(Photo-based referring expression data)
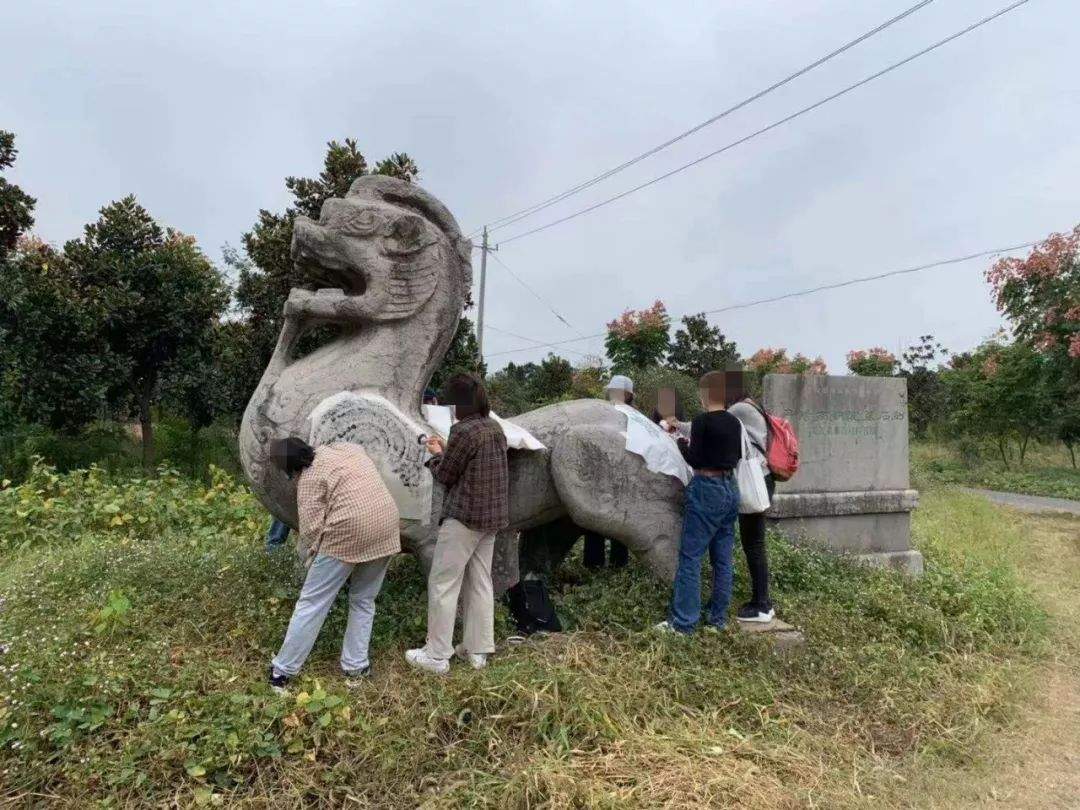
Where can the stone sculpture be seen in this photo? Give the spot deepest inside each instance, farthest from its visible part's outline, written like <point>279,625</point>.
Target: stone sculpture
<point>394,271</point>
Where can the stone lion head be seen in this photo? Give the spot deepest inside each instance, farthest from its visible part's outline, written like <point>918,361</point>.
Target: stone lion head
<point>380,253</point>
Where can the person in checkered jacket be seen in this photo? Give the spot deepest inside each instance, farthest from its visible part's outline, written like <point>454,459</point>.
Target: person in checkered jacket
<point>349,522</point>
<point>472,466</point>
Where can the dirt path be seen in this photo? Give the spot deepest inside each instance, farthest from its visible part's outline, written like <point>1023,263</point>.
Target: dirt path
<point>1036,763</point>
<point>1028,502</point>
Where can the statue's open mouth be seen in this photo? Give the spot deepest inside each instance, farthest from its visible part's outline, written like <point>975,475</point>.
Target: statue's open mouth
<point>326,277</point>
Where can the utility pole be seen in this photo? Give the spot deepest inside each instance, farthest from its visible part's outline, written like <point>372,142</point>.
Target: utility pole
<point>483,284</point>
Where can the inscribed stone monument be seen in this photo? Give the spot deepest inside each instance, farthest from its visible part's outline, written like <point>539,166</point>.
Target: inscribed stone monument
<point>852,493</point>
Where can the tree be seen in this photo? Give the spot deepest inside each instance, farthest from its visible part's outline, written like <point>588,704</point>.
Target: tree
<point>518,388</point>
<point>1000,392</point>
<point>700,348</point>
<point>589,379</point>
<point>56,367</point>
<point>461,358</point>
<point>16,206</point>
<point>775,361</point>
<point>876,362</point>
<point>16,216</point>
<point>160,295</point>
<point>1040,294</point>
<point>510,389</point>
<point>553,380</point>
<point>266,270</point>
<point>926,392</point>
<point>637,339</point>
<point>1068,430</point>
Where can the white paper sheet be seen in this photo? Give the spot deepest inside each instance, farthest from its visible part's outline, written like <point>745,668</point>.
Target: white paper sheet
<point>660,451</point>
<point>517,437</point>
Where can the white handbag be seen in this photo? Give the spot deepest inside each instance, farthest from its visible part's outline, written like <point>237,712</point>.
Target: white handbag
<point>750,476</point>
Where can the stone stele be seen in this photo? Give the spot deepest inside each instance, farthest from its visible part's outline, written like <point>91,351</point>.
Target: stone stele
<point>852,493</point>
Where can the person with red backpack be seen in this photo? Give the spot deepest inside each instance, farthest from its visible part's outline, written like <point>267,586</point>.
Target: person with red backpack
<point>773,440</point>
<point>752,527</point>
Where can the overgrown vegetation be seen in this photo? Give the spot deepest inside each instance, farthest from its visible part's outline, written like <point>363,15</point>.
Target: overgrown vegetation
<point>139,615</point>
<point>1048,471</point>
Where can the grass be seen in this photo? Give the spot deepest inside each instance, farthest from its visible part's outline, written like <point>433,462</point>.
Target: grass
<point>139,615</point>
<point>1048,471</point>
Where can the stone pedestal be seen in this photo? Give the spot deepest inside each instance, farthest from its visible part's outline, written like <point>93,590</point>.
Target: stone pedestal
<point>852,493</point>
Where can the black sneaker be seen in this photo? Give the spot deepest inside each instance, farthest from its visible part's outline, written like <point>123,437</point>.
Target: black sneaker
<point>355,677</point>
<point>754,612</point>
<point>278,680</point>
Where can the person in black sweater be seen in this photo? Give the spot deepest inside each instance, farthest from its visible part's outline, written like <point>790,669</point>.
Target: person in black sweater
<point>711,511</point>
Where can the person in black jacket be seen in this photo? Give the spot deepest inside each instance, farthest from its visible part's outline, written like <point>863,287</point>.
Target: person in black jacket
<point>711,511</point>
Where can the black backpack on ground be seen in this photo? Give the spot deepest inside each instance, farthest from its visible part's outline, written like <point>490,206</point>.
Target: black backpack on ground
<point>531,608</point>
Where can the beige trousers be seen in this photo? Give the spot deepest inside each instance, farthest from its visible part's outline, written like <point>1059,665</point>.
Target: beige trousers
<point>461,565</point>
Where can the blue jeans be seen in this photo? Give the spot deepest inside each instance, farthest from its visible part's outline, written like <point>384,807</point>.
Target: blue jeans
<point>709,523</point>
<point>278,535</point>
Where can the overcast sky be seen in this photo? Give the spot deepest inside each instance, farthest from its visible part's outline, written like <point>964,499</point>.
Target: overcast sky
<point>202,109</point>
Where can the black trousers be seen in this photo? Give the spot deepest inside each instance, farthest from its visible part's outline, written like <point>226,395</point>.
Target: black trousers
<point>752,534</point>
<point>593,555</point>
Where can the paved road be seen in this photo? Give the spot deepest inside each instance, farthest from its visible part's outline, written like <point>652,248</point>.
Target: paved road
<point>1029,502</point>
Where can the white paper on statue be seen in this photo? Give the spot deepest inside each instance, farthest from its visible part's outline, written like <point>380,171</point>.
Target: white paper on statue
<point>660,451</point>
<point>389,437</point>
<point>517,439</point>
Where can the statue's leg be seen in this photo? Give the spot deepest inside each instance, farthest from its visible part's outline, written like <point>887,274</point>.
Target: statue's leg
<point>609,490</point>
<point>504,562</point>
<point>544,548</point>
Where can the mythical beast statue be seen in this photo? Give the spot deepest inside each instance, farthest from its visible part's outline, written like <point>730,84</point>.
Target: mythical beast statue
<point>394,271</point>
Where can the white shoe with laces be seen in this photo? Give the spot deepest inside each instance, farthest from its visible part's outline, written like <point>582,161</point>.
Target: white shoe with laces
<point>421,660</point>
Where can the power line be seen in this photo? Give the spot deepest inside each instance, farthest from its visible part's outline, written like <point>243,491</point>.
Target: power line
<point>810,291</point>
<point>511,218</point>
<point>771,126</point>
<point>536,343</point>
<point>536,295</point>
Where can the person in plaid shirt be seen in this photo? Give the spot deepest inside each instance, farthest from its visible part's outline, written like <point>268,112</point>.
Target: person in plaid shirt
<point>472,466</point>
<point>349,522</point>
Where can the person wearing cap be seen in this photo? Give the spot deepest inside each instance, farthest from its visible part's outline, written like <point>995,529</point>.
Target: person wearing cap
<point>618,391</point>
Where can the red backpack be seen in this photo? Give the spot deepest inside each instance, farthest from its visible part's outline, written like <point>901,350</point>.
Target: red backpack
<point>783,446</point>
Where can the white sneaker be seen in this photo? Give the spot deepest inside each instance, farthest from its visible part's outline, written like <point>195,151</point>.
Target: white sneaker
<point>421,660</point>
<point>476,660</point>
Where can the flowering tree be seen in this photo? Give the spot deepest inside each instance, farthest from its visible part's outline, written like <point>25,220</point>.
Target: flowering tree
<point>775,361</point>
<point>638,339</point>
<point>1000,392</point>
<point>1040,294</point>
<point>876,362</point>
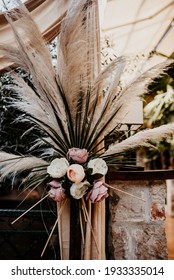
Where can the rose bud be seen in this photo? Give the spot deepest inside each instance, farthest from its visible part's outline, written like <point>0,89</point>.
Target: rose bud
<point>56,192</point>
<point>78,155</point>
<point>75,173</point>
<point>58,167</point>
<point>98,192</point>
<point>77,191</point>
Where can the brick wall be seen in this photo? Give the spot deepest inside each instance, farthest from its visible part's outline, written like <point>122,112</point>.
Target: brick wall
<point>136,229</point>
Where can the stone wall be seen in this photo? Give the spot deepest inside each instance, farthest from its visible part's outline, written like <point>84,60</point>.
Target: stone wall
<point>136,228</point>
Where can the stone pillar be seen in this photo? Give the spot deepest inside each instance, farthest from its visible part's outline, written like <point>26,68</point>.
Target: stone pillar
<point>136,228</point>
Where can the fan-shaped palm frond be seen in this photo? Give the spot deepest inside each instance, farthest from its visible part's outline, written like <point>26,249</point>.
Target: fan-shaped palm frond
<point>79,104</point>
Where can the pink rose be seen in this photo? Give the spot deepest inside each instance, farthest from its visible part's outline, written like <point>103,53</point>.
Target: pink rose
<point>75,173</point>
<point>98,192</point>
<point>78,155</point>
<point>56,192</point>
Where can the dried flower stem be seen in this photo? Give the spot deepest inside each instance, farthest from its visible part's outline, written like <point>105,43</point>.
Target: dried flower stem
<point>86,212</point>
<point>56,222</point>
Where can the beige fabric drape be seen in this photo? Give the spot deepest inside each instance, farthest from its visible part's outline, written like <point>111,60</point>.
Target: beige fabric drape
<point>46,13</point>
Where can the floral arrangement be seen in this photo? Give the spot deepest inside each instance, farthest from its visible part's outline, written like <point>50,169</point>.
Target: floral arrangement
<point>73,109</point>
<point>77,176</point>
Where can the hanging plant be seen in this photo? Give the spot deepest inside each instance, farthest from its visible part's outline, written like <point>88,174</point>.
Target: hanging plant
<point>72,108</point>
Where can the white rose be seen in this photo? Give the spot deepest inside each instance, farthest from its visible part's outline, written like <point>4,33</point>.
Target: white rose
<point>98,165</point>
<point>58,167</point>
<point>77,191</point>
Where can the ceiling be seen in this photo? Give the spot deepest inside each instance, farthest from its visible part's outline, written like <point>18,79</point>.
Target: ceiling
<point>139,26</point>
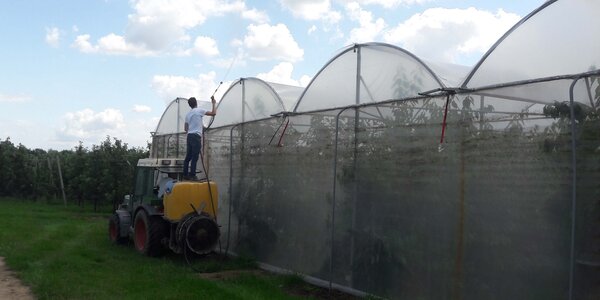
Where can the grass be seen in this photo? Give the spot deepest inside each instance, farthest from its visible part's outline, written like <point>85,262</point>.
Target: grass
<point>64,253</point>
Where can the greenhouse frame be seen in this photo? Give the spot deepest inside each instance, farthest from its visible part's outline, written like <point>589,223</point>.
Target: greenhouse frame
<point>390,178</point>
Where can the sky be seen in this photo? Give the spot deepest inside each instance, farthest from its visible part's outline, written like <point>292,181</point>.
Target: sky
<point>75,71</point>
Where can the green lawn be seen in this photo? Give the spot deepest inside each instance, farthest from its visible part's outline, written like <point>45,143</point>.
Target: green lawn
<point>64,253</point>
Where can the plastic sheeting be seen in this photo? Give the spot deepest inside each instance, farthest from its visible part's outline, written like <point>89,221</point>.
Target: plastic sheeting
<point>485,215</point>
<point>367,73</point>
<point>561,38</point>
<point>249,99</point>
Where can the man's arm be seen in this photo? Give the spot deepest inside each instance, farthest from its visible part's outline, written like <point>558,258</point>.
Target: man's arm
<point>214,111</point>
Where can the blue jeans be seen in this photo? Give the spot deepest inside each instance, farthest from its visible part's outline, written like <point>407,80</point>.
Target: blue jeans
<point>194,145</point>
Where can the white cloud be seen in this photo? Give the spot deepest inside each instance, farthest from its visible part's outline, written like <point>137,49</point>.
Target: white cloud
<point>390,3</point>
<point>312,10</point>
<point>14,98</point>
<point>111,44</point>
<point>163,26</point>
<point>369,29</point>
<point>255,16</point>
<point>265,42</point>
<point>205,46</point>
<point>53,37</point>
<point>282,73</point>
<point>169,87</point>
<point>449,34</point>
<point>88,124</point>
<point>141,108</point>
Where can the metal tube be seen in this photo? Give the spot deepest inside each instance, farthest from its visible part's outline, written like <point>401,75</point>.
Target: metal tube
<point>230,185</point>
<point>574,187</point>
<point>337,126</point>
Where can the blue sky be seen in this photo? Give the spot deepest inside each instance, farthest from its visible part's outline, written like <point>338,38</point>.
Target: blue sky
<point>75,70</point>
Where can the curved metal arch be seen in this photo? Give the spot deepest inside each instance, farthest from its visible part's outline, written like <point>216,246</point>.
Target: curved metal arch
<point>501,39</point>
<point>260,81</point>
<point>371,44</point>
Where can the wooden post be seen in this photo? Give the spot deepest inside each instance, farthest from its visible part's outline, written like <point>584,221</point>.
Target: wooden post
<point>62,186</point>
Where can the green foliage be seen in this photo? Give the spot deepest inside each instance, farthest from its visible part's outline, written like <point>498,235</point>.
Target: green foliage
<point>65,254</point>
<point>101,175</point>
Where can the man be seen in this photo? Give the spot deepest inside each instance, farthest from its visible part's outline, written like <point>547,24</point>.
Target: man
<point>193,127</point>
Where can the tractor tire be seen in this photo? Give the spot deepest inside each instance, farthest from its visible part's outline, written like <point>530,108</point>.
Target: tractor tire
<point>114,231</point>
<point>148,232</point>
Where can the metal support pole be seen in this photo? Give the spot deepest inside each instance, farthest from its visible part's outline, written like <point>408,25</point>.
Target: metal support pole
<point>230,185</point>
<point>337,126</point>
<point>574,185</point>
<point>62,186</point>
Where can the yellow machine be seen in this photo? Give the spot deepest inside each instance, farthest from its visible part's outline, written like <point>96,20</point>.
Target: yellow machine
<point>164,213</point>
<point>187,197</point>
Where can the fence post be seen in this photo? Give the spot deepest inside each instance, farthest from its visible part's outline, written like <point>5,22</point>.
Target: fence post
<point>62,186</point>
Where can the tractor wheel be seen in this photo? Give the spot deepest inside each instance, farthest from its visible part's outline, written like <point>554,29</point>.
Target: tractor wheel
<point>148,231</point>
<point>114,231</point>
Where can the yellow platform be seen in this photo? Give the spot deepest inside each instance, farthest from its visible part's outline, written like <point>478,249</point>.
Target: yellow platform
<point>177,203</point>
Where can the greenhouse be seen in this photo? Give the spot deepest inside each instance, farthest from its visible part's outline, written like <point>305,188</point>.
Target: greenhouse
<point>393,176</point>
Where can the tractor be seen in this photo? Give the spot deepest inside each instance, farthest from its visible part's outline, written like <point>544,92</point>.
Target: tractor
<point>163,211</point>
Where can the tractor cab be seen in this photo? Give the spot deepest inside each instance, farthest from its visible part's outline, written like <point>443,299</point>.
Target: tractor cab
<point>164,211</point>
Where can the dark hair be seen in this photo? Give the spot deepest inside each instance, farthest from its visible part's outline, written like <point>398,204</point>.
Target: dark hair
<point>192,102</point>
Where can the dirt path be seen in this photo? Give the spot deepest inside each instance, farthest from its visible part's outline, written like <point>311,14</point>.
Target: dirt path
<point>10,287</point>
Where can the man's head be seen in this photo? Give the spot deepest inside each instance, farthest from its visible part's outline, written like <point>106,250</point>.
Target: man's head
<point>192,102</point>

- [Activity]
When the line with "Target: overcast sky" is reached in the data above, start copying there, and copy each line exactly until the line with "Where can the white shoe" has been copied; copy nothing else.

- [Written answer]
Target: overcast sky
<point>202,109</point>
Where can the black trousers be seen in this photo? Give the spot deepest inside each instance, farthest from its visible part's outline, written like <point>226,395</point>.
Target: black trousers
<point>752,534</point>
<point>593,555</point>
Where can the paved road be seen in this photo? Give the spot deepest inside each instance, farthest from its visible part's outline, written like <point>652,248</point>.
Target: paved road
<point>1029,502</point>
Where can the white paper on statue be seen in this photo? Give the spot deepest inside each instance, farthest from its visible part's outline, written like <point>380,171</point>.
Target: white paper on statue
<point>660,451</point>
<point>389,437</point>
<point>517,439</point>
Where can the statue's leg be seen in this photo? Give the spot deepest inside each instance, farthest from its visible part's outline, written like <point>887,274</point>.
Target: statue's leg
<point>609,490</point>
<point>504,562</point>
<point>544,548</point>
Where can the mythical beast statue be seen in this photo? Give the spot deepest inside each instance, farthest from its visible part's outline, written like <point>730,84</point>.
Target: mythical beast statue
<point>394,271</point>
Where can the white shoe with laces be seen in this photo? Give the spot deepest inside each instance, farthest from its visible part's outline, written like <point>582,161</point>.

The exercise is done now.